Write each line exactly as it stands, from the line containing "The function indicates a point for each instance of the worker" through the end of the data.

-------- Material --------

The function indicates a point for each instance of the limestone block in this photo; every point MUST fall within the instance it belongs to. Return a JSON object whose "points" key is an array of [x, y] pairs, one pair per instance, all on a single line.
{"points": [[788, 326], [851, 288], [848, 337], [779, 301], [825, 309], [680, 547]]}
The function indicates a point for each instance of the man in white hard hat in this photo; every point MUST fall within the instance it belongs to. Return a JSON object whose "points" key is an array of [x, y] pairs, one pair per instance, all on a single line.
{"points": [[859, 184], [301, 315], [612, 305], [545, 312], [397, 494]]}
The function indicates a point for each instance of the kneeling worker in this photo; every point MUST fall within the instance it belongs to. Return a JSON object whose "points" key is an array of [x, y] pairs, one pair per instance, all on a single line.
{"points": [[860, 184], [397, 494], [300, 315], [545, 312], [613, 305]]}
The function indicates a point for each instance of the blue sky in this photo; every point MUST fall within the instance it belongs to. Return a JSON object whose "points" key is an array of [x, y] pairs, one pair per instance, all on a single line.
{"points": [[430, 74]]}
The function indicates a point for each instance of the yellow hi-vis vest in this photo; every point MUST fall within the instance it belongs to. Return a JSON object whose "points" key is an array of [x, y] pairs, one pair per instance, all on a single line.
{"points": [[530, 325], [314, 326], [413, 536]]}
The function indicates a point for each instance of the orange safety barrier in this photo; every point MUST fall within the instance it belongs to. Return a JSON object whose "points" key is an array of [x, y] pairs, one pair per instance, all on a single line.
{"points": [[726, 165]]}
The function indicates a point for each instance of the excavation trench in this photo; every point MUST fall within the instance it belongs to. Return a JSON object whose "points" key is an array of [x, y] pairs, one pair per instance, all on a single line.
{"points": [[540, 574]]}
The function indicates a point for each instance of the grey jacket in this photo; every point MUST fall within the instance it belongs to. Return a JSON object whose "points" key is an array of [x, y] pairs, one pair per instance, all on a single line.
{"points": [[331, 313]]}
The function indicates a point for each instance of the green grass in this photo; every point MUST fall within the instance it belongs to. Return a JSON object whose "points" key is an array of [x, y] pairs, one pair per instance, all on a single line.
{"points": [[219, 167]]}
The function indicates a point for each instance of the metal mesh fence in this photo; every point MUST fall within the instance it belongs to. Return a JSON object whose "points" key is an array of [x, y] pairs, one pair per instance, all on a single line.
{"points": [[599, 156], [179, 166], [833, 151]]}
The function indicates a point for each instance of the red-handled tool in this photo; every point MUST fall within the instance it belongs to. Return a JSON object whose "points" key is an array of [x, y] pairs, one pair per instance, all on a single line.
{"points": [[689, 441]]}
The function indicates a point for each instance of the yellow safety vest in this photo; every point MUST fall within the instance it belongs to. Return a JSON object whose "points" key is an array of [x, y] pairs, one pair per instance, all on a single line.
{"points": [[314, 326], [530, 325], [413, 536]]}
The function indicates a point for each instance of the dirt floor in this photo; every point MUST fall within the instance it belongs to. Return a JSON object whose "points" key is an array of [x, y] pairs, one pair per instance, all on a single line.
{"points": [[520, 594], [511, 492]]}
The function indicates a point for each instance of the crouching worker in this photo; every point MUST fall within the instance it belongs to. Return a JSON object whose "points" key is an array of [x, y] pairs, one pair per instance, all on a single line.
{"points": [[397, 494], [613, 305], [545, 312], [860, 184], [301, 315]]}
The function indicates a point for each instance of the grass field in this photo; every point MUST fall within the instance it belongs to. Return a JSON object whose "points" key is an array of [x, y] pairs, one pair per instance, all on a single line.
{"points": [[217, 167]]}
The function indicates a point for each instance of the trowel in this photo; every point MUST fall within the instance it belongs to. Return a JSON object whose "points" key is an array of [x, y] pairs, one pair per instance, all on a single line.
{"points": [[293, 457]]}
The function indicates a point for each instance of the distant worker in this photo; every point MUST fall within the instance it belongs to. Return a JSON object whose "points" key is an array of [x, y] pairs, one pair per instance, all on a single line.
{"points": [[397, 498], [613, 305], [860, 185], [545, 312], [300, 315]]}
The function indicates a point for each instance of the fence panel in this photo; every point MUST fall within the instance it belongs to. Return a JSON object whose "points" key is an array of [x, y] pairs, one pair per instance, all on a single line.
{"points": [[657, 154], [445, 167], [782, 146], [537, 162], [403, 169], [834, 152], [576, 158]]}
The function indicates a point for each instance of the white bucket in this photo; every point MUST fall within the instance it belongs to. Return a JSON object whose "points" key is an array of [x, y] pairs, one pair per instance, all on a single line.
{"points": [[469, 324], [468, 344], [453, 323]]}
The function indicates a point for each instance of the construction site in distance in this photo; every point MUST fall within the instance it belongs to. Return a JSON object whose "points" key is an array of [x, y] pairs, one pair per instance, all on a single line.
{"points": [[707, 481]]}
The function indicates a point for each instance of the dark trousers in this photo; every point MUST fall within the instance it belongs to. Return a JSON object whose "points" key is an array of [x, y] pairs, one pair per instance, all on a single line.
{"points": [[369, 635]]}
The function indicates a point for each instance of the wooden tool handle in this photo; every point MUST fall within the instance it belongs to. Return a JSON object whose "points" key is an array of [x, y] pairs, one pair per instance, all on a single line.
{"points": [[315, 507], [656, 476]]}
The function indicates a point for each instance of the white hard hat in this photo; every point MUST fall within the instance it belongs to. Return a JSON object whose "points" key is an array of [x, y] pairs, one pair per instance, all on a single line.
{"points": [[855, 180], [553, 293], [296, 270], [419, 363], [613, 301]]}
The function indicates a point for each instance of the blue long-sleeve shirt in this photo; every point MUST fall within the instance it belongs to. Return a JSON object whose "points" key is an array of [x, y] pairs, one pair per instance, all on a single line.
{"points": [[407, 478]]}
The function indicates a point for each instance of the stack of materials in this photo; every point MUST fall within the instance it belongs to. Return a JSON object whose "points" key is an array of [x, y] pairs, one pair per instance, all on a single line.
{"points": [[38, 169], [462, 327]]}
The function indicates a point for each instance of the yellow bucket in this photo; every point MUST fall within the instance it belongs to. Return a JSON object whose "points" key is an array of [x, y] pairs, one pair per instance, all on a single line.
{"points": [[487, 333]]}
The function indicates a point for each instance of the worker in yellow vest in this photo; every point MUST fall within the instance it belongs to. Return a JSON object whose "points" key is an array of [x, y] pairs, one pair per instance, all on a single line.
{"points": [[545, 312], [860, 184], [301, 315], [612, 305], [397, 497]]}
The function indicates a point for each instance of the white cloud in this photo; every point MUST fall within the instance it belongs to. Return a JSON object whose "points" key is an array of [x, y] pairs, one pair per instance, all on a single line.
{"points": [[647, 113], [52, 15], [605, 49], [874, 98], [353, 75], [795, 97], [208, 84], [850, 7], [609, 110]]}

--------

_Answer to the task_:
The function indicates a point for each instance of the worker in yellow vest in this photo; every point MUST fall within the instance it belongs to. Return a JSON object whose "points" key is an array of [x, y] pairs, one pair per instance, all on a single line.
{"points": [[545, 312], [860, 184], [301, 315], [612, 305], [397, 497]]}
The function indicates a point for each instance of the white cloud in this photo; every point MUST fall within the instance it belongs to. Return a JSON object whose "points" key is an array of [x, y] pairs, one pair per instance, all on a single line.
{"points": [[647, 113], [52, 15], [605, 49], [874, 98], [353, 75], [795, 97], [208, 84], [850, 7], [609, 110]]}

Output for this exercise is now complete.